◆ REQUIREMENT:
Reproduce the material below, swapping "positive clicks" for "foreground clicks" and changing nothing else.
-------- MATERIAL SHOWN --------
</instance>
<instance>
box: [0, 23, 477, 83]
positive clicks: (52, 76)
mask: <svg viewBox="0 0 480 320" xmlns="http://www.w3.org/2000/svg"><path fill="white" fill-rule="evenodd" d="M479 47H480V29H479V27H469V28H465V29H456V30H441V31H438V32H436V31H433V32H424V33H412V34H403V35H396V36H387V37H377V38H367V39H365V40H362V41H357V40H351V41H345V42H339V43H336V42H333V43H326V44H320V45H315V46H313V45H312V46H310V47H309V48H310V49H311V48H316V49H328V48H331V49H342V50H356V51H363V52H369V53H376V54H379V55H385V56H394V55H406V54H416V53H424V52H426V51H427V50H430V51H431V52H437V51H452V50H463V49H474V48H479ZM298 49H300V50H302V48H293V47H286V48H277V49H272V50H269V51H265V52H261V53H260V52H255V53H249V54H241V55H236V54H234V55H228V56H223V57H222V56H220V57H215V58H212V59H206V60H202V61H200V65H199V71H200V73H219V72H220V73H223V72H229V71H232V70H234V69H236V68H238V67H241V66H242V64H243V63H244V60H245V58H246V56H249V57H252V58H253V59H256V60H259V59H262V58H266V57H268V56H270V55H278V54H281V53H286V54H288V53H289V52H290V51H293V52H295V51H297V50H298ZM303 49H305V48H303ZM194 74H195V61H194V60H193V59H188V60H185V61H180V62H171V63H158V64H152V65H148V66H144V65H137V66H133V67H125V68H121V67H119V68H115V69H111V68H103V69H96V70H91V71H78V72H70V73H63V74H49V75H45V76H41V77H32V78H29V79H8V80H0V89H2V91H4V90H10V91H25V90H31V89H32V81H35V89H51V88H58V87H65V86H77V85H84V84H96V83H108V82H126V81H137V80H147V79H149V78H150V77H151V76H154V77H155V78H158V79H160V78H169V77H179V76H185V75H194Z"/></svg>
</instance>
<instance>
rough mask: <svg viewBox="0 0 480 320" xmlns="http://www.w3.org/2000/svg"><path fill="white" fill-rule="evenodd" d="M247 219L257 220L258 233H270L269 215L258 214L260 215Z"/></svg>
--------
◆ RESPONSE AREA:
</instance>
<instance>
box: [0, 23, 477, 83]
foreground clicks: (52, 76)
mask: <svg viewBox="0 0 480 320" xmlns="http://www.w3.org/2000/svg"><path fill="white" fill-rule="evenodd" d="M479 47H480V29H479V27H469V28H465V29H456V30H441V31H438V32H436V31H433V32H424V33H412V34H403V35H396V36H387V37H377V38H367V39H365V40H362V41H357V40H351V41H345V42H339V43H336V42H333V43H326V44H320V45H315V46H313V45H312V46H310V47H309V48H310V49H311V48H316V49H328V48H331V49H342V50H356V51H363V52H369V53H376V54H379V55H385V56H394V55H406V54H416V53H424V52H426V51H427V50H430V51H431V52H437V51H452V50H463V49H474V48H479ZM298 49H300V50H302V48H293V47H286V48H277V49H272V50H269V51H265V52H261V53H260V52H255V53H249V54H241V55H236V54H234V55H228V56H223V57H222V56H220V57H215V58H212V59H206V60H202V61H200V65H199V71H200V73H219V72H220V73H223V72H229V71H232V70H234V69H236V68H238V67H241V66H242V64H243V63H244V60H245V58H246V56H249V57H252V58H253V59H256V60H259V59H262V58H266V57H268V56H270V55H278V54H281V53H286V54H288V53H289V52H290V51H293V52H295V51H297V50H298ZM303 49H305V48H303ZM194 74H195V61H194V60H193V59H188V60H185V61H180V62H171V63H158V64H152V65H148V66H144V65H137V66H133V67H125V68H121V67H119V68H115V69H111V68H103V69H96V70H91V71H78V72H70V73H63V74H49V75H45V76H41V77H32V78H29V79H8V80H0V89H2V91H4V90H10V91H25V90H31V89H32V81H35V89H51V88H58V87H65V86H77V85H84V84H96V83H108V82H126V81H137V80H147V79H149V78H150V77H151V76H154V77H155V78H158V79H160V78H169V77H179V76H185V75H194Z"/></svg>
</instance>
<instance>
rough mask: <svg viewBox="0 0 480 320" xmlns="http://www.w3.org/2000/svg"><path fill="white" fill-rule="evenodd" d="M247 219L257 220L258 233H270L269 215L258 214L260 215Z"/></svg>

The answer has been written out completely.